(Records for the task Opens)

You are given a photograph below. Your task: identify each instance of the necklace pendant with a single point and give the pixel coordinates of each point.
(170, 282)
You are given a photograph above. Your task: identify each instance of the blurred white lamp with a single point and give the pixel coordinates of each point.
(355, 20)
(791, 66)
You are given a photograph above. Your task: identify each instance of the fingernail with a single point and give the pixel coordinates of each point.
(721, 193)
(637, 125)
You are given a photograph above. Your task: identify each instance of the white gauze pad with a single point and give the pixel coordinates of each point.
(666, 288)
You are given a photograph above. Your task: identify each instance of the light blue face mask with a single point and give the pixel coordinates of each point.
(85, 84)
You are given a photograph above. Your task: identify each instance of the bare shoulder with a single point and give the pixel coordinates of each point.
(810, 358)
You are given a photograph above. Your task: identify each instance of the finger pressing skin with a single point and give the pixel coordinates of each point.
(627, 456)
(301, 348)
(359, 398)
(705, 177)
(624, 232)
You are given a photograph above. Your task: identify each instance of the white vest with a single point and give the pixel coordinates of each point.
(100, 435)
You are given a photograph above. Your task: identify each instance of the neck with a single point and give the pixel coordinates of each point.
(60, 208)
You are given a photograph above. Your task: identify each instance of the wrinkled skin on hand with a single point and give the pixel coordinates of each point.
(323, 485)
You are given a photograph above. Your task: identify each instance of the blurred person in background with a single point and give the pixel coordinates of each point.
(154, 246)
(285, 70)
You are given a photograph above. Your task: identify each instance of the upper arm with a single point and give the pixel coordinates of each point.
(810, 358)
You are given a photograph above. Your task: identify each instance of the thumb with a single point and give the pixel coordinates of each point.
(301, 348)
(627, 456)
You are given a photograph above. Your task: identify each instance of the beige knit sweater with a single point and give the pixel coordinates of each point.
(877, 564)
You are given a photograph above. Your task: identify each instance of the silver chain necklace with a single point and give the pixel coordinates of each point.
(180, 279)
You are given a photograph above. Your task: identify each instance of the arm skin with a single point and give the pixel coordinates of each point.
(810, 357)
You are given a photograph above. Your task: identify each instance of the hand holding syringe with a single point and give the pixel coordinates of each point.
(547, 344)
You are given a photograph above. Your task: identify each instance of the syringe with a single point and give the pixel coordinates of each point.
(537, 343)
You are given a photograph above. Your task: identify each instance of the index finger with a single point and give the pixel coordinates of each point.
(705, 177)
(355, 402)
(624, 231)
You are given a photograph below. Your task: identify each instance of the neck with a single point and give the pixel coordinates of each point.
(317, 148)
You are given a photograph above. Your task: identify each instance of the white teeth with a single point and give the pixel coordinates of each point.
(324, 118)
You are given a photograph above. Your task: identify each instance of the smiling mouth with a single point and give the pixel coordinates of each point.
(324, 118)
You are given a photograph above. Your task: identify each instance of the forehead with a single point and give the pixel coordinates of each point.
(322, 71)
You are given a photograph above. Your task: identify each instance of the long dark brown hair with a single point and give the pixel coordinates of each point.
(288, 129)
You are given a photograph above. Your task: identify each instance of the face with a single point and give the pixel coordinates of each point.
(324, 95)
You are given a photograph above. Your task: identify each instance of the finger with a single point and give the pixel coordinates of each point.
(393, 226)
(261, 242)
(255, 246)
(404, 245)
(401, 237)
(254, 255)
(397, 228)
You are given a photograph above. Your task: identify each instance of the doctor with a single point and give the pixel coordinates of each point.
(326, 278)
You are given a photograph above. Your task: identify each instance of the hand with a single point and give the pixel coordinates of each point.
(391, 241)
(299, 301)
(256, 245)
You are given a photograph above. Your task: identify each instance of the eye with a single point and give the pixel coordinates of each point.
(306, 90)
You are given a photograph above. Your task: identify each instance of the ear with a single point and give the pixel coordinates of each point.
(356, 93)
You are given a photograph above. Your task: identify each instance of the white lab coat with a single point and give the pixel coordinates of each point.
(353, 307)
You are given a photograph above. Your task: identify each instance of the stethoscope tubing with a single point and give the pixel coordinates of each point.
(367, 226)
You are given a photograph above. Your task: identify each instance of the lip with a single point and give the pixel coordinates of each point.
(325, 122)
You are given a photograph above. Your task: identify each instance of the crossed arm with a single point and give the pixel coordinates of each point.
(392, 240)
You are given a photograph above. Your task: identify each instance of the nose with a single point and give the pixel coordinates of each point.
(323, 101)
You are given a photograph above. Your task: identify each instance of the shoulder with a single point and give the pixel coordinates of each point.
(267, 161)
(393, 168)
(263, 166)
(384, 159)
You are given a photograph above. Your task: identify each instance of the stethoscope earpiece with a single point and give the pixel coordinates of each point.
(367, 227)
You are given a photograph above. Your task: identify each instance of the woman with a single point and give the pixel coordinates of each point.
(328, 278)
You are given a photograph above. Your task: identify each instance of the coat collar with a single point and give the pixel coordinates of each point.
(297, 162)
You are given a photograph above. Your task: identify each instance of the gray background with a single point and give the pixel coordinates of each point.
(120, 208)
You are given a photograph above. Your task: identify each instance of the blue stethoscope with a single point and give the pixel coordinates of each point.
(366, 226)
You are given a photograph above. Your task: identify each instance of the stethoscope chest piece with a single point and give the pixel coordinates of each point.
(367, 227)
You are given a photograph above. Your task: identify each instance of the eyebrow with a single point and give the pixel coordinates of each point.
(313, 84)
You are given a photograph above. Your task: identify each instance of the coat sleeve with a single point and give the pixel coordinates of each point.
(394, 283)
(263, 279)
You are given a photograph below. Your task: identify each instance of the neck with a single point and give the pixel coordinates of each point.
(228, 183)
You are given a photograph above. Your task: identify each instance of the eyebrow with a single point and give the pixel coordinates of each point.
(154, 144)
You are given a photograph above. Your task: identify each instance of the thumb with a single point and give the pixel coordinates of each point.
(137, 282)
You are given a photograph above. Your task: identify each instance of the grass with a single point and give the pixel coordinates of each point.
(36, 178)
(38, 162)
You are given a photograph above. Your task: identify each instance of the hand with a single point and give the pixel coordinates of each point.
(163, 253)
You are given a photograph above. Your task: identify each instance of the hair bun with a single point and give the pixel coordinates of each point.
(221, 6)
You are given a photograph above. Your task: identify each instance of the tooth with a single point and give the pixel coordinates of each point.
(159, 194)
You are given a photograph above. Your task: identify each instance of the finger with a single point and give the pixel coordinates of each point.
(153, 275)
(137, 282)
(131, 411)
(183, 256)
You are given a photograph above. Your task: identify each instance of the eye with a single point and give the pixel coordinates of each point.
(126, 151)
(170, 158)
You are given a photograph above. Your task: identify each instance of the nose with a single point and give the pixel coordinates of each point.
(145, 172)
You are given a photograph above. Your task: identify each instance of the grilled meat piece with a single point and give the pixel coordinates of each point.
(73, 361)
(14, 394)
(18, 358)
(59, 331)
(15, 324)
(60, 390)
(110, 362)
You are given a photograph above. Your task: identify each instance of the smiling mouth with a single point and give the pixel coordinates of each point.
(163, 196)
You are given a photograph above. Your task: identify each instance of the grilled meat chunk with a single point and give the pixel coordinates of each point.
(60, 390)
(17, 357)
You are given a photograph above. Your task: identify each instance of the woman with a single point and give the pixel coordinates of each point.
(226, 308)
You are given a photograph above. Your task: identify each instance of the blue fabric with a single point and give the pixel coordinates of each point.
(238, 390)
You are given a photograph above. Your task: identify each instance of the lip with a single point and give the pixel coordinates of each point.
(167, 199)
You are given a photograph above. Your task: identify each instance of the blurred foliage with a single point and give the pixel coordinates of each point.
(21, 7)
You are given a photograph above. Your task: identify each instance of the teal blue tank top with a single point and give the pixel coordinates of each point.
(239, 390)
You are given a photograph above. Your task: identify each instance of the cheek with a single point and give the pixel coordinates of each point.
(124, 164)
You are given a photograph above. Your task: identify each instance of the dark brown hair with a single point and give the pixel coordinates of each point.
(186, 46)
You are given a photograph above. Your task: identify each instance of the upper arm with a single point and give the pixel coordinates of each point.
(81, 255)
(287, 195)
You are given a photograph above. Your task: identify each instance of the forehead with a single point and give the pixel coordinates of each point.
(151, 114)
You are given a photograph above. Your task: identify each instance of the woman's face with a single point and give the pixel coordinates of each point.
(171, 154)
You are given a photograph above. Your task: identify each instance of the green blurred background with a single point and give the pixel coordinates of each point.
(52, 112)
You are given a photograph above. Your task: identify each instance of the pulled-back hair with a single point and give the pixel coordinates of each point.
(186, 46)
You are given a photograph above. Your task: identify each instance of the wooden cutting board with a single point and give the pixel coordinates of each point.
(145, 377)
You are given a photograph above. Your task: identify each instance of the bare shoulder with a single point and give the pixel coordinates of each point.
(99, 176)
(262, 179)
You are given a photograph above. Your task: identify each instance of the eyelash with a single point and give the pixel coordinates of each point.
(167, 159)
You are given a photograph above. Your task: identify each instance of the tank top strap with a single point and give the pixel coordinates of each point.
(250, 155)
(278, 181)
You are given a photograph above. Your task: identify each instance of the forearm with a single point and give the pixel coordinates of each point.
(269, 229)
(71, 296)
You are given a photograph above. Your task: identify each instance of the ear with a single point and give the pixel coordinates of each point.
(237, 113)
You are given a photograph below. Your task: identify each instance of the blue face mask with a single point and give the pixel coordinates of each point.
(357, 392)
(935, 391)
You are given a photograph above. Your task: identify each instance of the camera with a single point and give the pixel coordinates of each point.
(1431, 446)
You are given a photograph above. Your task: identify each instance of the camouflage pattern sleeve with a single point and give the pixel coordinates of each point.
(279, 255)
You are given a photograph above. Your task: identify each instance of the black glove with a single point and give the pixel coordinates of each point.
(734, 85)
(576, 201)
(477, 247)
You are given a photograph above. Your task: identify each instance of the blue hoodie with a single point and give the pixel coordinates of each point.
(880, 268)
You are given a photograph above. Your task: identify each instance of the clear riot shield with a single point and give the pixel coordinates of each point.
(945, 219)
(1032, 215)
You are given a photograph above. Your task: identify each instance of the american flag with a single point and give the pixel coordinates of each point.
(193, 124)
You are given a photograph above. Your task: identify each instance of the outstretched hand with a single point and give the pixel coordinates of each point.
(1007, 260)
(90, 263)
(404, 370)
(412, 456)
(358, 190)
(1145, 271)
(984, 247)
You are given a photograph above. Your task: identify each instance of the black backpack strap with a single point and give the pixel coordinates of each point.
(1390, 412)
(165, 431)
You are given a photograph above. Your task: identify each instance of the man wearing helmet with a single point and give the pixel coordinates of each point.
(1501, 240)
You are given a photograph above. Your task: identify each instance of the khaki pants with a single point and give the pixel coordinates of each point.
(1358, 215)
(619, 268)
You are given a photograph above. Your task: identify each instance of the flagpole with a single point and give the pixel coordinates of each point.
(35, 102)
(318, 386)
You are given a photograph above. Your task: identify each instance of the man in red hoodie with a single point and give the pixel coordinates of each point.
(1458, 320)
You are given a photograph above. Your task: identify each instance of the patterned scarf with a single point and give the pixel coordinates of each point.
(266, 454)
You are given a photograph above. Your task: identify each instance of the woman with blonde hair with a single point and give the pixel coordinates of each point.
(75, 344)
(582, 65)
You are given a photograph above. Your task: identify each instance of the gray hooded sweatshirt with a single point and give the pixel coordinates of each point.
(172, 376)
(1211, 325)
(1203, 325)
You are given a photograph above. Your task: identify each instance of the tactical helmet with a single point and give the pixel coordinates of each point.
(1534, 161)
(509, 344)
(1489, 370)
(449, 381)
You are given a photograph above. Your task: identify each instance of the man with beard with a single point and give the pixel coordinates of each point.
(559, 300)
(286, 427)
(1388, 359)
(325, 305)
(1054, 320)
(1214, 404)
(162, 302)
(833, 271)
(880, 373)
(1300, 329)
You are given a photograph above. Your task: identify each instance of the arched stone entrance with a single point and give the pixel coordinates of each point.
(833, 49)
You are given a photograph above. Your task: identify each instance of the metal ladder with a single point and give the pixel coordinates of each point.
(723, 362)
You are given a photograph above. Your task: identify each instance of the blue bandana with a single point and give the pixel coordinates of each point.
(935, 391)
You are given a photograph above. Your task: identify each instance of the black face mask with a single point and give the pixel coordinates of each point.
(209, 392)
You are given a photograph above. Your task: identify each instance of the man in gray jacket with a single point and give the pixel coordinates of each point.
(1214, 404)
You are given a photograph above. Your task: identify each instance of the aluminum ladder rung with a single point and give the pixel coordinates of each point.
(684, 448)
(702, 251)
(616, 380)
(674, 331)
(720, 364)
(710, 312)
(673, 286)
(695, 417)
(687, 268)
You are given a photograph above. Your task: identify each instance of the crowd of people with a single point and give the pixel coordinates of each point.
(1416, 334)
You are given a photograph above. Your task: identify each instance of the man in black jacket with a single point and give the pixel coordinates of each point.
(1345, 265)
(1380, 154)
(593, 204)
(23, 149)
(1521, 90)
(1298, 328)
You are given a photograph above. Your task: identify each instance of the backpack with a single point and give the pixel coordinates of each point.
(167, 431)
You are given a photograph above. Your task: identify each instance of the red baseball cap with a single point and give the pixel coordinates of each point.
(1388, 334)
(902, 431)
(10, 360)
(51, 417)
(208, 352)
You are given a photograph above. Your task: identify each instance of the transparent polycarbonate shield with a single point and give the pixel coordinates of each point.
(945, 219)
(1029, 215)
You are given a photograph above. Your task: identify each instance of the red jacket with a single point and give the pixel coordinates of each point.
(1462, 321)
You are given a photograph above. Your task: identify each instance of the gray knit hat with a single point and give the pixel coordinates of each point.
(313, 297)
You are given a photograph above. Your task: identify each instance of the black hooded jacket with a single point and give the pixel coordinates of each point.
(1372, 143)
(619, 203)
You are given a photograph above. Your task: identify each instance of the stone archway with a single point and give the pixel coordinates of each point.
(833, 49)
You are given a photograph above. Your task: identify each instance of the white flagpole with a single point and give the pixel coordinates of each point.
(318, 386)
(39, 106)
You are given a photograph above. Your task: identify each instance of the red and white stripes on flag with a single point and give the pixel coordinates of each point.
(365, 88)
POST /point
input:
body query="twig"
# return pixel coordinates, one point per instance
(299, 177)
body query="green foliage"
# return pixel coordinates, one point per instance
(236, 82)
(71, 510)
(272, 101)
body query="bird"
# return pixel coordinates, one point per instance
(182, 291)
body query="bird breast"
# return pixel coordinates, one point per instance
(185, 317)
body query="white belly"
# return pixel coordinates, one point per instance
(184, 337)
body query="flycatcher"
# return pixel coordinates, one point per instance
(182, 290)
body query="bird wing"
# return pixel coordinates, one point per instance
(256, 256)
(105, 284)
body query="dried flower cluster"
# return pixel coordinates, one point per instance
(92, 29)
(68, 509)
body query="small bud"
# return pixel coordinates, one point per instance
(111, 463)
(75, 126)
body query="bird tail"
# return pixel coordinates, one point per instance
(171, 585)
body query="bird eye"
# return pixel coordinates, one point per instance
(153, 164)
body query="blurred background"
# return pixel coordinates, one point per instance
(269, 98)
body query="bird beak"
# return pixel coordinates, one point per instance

(Records for the task Closes)

▶ About this exercise
Which lines in the data above contain "bird"? Show each one.

▶ Written solution
body query="bird"
body query="bird breast"
body query="bird wing"
body query="bird tail"
body query="bird eye"
body query="bird beak"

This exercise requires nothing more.